* _Task prompt_
In the material below, please swap every "single point" for "single marker" and keep everything else the same. Leave the pictures out of your answer.

[Object point labels]
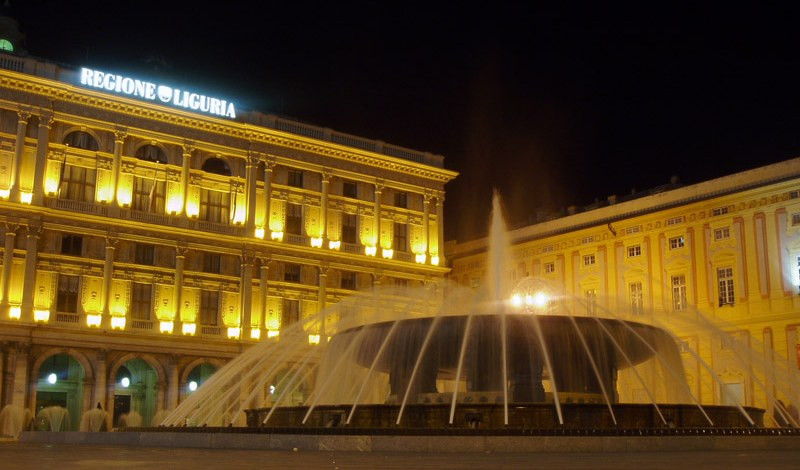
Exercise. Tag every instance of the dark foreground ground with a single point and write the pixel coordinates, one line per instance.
(16, 455)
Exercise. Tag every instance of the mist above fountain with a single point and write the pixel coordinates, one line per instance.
(512, 354)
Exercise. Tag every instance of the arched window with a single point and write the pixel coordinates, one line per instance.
(81, 140)
(151, 153)
(217, 166)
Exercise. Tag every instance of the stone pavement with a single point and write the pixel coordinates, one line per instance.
(19, 455)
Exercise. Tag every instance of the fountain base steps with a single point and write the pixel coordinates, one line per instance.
(319, 440)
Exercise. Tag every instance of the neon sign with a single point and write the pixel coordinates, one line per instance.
(154, 92)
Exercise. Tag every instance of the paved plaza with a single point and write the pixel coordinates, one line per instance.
(18, 455)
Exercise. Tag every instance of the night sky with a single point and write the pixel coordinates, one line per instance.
(553, 106)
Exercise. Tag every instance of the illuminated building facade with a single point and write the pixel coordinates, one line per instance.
(729, 247)
(147, 242)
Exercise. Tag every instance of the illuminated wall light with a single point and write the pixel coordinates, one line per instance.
(117, 323)
(41, 315)
(14, 313)
(166, 326)
(189, 328)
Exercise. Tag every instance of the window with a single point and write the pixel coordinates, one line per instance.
(400, 199)
(676, 242)
(141, 301)
(675, 220)
(719, 211)
(148, 195)
(400, 237)
(71, 245)
(349, 229)
(722, 233)
(151, 153)
(291, 272)
(348, 280)
(77, 183)
(350, 189)
(67, 298)
(637, 301)
(294, 219)
(725, 282)
(144, 254)
(212, 263)
(295, 178)
(679, 293)
(209, 307)
(591, 301)
(291, 312)
(81, 140)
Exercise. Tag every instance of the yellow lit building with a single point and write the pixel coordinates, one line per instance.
(151, 234)
(729, 248)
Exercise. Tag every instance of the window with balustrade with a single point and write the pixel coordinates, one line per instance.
(141, 301)
(350, 228)
(400, 237)
(294, 219)
(209, 307)
(148, 195)
(215, 206)
(77, 183)
(67, 295)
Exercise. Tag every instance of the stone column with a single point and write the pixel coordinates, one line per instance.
(8, 264)
(378, 193)
(440, 225)
(267, 195)
(29, 285)
(19, 153)
(252, 167)
(323, 210)
(9, 369)
(263, 293)
(173, 388)
(187, 156)
(108, 271)
(100, 380)
(426, 225)
(119, 139)
(246, 294)
(323, 285)
(180, 258)
(42, 148)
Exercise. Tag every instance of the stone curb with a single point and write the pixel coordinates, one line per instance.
(461, 444)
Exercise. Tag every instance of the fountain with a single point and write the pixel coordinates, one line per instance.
(513, 355)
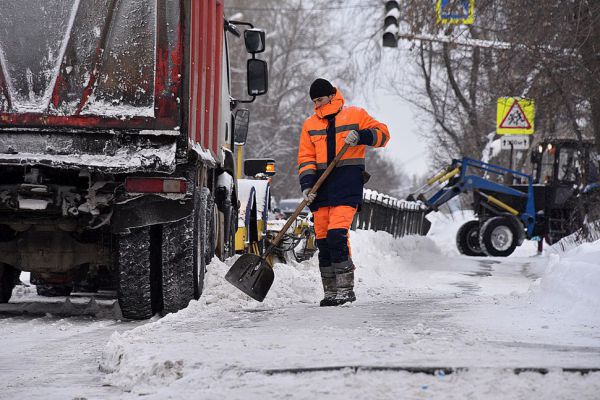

* _Finished exercise_
Exercise. Tag every instance of the dark foreground ground with a single marker and write the pixel coordinates, one line per instance.
(16, 455)
Exercise. Tag every instance of the mist above fountain with a single marker and write the pixel coordinates, one line per instance.
(512, 354)
Exercise. Tag every instance of the arched window with a single marker and write the pixel coordinates, one line per instance.
(81, 140)
(151, 153)
(217, 166)
Exercise. Tag every instance of the stone pavement with a single marker and write the pixel coordinates, one line per instance.
(19, 455)
Exercise. Tag every instance of the fountain base steps with a single marker and write the pixel coordinates, one line per instance.
(319, 440)
Exercise. Tag every instance of the neon sign with a single marker and write the pixel coordinates, one line per instance.
(154, 92)
Exercise. Tag every instance of the paved plaza with a single marker and write the pixel coordinates, one line per instance.
(18, 455)
Exercise. Tag every instance of the night sky with a single marker and write the pixel coordinates, one line per instance.
(553, 106)
Exercise. Tag every instance of the illuminated building facade with a single marker and write the pixel coordinates, one line per instance.
(729, 247)
(147, 242)
Exercise. Tag every instance of the illuminated wall light with a single marker and write the pixel coordinates, one line per instance.
(117, 323)
(41, 315)
(14, 313)
(166, 326)
(189, 328)
Exercise. Tag every instance of the window with a single marker and write the pixel coordinates, one line per instance.
(400, 199)
(676, 242)
(141, 301)
(675, 220)
(719, 211)
(148, 195)
(400, 237)
(71, 245)
(349, 229)
(722, 233)
(151, 153)
(291, 272)
(348, 280)
(77, 183)
(350, 189)
(67, 298)
(637, 301)
(294, 219)
(725, 282)
(144, 254)
(212, 263)
(295, 178)
(679, 293)
(209, 307)
(591, 301)
(291, 312)
(81, 140)
Exercise. Tag every instance of the yellow lit building with a single marker and write the pixel coordinates, one line per instance.
(151, 234)
(729, 248)
Exercise. Tag every instance of the window with balustrade with a single marker and write the pixel coordinates, one line per instance.
(141, 301)
(350, 228)
(400, 237)
(294, 219)
(209, 307)
(148, 195)
(215, 206)
(77, 183)
(67, 295)
Exercise. Tag every instance of the stone column with a single marker and write the pixel coordinates, one line per instance.
(8, 264)
(378, 193)
(440, 225)
(267, 195)
(29, 285)
(19, 153)
(252, 167)
(323, 210)
(9, 369)
(263, 293)
(173, 388)
(187, 156)
(108, 271)
(100, 380)
(426, 225)
(119, 139)
(246, 294)
(323, 285)
(180, 258)
(42, 148)
Exercise. Tag every instance of the stone curb with a single marker and write the pixel coordinates, one line per instance.
(461, 444)
Exercise. Tag every instance of the fountain with a single marker and write the pixel coordinates, one line per instance.
(513, 355)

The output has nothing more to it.